Along Came Harry

I knew better. But, then again, I didn’t. My labor with Winnie was induced. Timed, artificial, and supine in a white bed. I’ve offered the same precautions given me hundreds of times. Contractions regularly occurring as frequent as every 5 minutes for two hours if less than 37 weeks need to be assessed. However, I was on track to have an average sized boy. On time. My providers were on board with a term delivery, and so was I. At my last OB appt, I told my doctor not to check me. “Nothing is happening,” I said. Preterm labor wasn’t something I saw coming. I suppose that’s the nature of spontaneity.

The morning of the 27th, I rode my beach cruiser alongside Jen as she ran our 5 mile loop. I was at the end of my rope with the “normal” discomforts of the third trimester. I told her if there was anything I could do to expedite his arrival, I was not above trying it. As if in answer to my plea, a couple hours later, the contractions began. Without fail, every 2-3 minutes my belly would tighten. Hard as a rock. They were only slightly uncomfortable, so even though I knew the regularity should be a red flag, I thought these certainly could not push a baby out. While Winnie napped, I got started on another painting, tidied up, and we made sure the hospital bags weren’t lacking. When she woke, we went out to lunch, and picked up the truck from the shop. Little did I know when I was driving Winnie home, her brother would arrive within the hour. It was now late afternoon. Four hours into contractions. I drank a few glasses of water, and drew a bath. Winnie and J, who happened to be home on his first and only 4 day weekend of the year, went for a walk. Before the bath filled, I knew. All of a sudden I knew. This baby was coming now. We threw our bags in the 4Runner, and texted Jimmy and Teresa we were on our way with Winnie. I carried my constant companion to their front door. Barely able to stay upright, but tearful to part with her just the same. We finally pulled into the parking garage, and J sprinted for a wheelchair. I went to the trunk to unload our bags, doubled over, and the primal screams began. Thirteen minutes after we hit the door of the hospital, another tiny combination of us was placed in my arms. Only this time, his downy hair was unexpectedly deep brown in contrast to his sister’s cotton white.

[Stored data]
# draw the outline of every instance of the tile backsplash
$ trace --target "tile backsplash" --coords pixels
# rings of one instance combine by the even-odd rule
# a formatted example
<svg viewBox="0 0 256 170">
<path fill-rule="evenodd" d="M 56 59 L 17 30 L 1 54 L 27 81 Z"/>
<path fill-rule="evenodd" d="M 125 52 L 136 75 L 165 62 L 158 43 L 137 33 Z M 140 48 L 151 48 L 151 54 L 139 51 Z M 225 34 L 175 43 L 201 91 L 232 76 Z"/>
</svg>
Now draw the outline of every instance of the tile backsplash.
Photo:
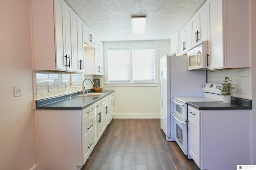
<svg viewBox="0 0 256 170">
<path fill-rule="evenodd" d="M 74 75 L 76 74 L 76 75 Z M 80 77 L 82 80 L 72 83 L 72 75 Z M 73 76 L 74 77 L 74 76 Z M 93 79 L 93 75 L 84 75 L 82 73 L 69 73 L 48 71 L 33 71 L 33 94 L 35 100 L 45 99 L 65 94 L 68 94 L 82 90 L 82 79 L 85 78 Z M 48 91 L 48 85 L 52 85 L 52 91 Z M 66 89 L 66 85 L 68 86 Z M 92 88 L 90 83 L 85 84 L 86 89 Z"/>
<path fill-rule="evenodd" d="M 232 96 L 252 99 L 252 68 L 243 68 L 208 71 L 207 82 L 223 83 L 225 77 L 232 80 L 234 89 Z M 239 91 L 239 85 L 243 83 L 242 91 Z"/>
</svg>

EXERCISE OBJECTIVE -> Please repeat everything in the birth story from "Along Came Harry" down to "nature of spontaneity.", word for word.

RESPONSE FOR THIS EXERCISE ->
Along Came Harry

I knew better. But, then again, I didn’t. My labor with Winnie was induced. Timed, artificial, and supine in a white bed. I’ve offered the same precautions given me hundreds of times. Contractions regularly occurring as frequent as every 5 minutes for two hours if less than 37 weeks need to be assessed. However, I was on track to have an average sized boy. On time. My providers were on board with a term delivery, and so was I. At my last OB appt, I told my doctor not to check me. “Nothing is happening,” I said. Preterm labor wasn’t something I saw coming. I suppose that’s the nature of spontaneity.